**REQUIRED TASK 1**
According to the book review, what does Brighton drink at the start of the sequel?

**PROVIDED TEXT**

━━━━━━━━

An ambitious entry in a series that continues to improve.

INFINITY REAPER

From the Infinity Cycle series , Vol. 2

The war between the Spell Walkers and Blood Casters rages on.

This fast-paced sequel to Infinity Son (2020) starts with Brighton drinking Reaper’s Blood, an elixir that might give him the powers he so desperately craves. Meanwhile, his brother, Emil, is in critical condition after trying to prevent the elixir from being made. As the brothers regroup and recover, celestial-hating Sen. Iron coerces his son, Ness, to use his shape-shifting abilities to impersonate and further stigmatize gleamcrafters. Maribelle tracks down her lover’s murderer to exact revenge. Despite their different methods, the Spell Walkers each share the goal of finding a way to defeat the Blood Casters and right the world. But as Brighton’s new powers manifest, his views on those heroics start to change. Can they still save the world? First-person narration jumps between the same four characters from the first book but delves even deeper into their individual stories. Silvera also adds the sizzle of sexual tension as the brothers each navigate feelings for their respective crushes—and for Emil, a new boy further complicates things. Aided by a necessary glossary, the ambitious worldbuilding expands to include even more magical parallels to real-life America (e.g., wand violence, enforcer reform, and alternative facts). The cast continues to be mostly brown-skinned and/or queer. Another cliffhanger ending adds to the anticipation for the final book in the planned trilogy.

━━━━━━━━

**REQUIRED TASK 2**
Rewrite the stretch of the listing from the line containing "the red blue" through the end of the listing, requests included. Multiply each answer's point coordinates by 0.35 and round them to whole numbers, with halves rounding up, but leave the numbers in the requests and their format samples unchanged.

━━━━━━━━

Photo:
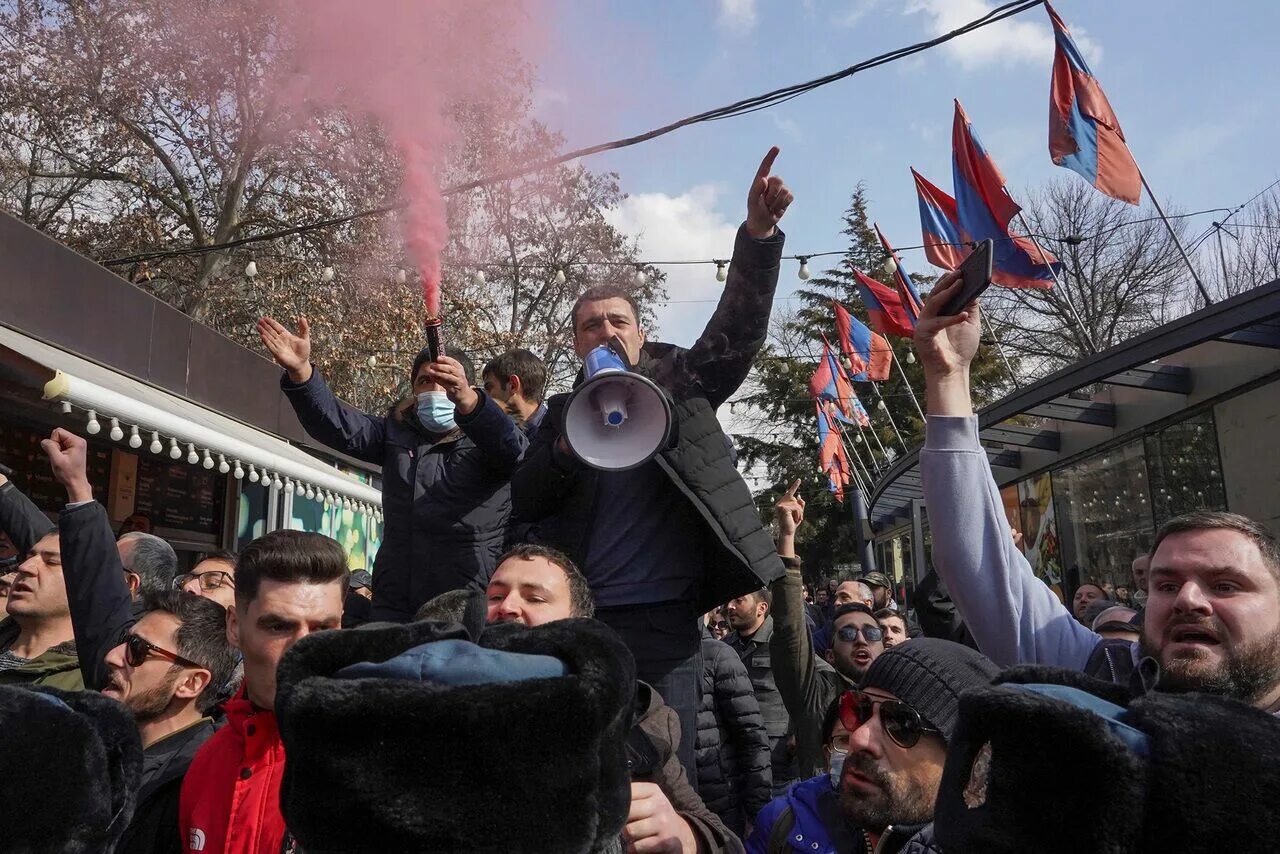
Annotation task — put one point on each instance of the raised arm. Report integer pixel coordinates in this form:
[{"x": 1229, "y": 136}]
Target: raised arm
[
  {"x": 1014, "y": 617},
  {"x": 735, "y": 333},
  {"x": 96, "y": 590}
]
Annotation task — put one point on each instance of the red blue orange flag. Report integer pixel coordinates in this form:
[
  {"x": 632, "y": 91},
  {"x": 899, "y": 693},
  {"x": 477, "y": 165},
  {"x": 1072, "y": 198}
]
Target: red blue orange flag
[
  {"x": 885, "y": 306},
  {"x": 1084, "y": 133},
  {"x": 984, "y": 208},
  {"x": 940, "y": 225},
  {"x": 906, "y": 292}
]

━━━━━━━━

**FULL OUTPUT 1**
Reaper's Blood

**FULL OUTPUT 2**
Annotation task — put one point on each instance of the red blue orange flag. Report integer pixel coordinates in this form:
[
  {"x": 632, "y": 91},
  {"x": 899, "y": 693},
  {"x": 477, "y": 165},
  {"x": 1072, "y": 198}
]
Target: red blue orange flag
[
  {"x": 310, "y": 107},
  {"x": 379, "y": 47},
  {"x": 344, "y": 73},
  {"x": 329, "y": 79},
  {"x": 317, "y": 102}
]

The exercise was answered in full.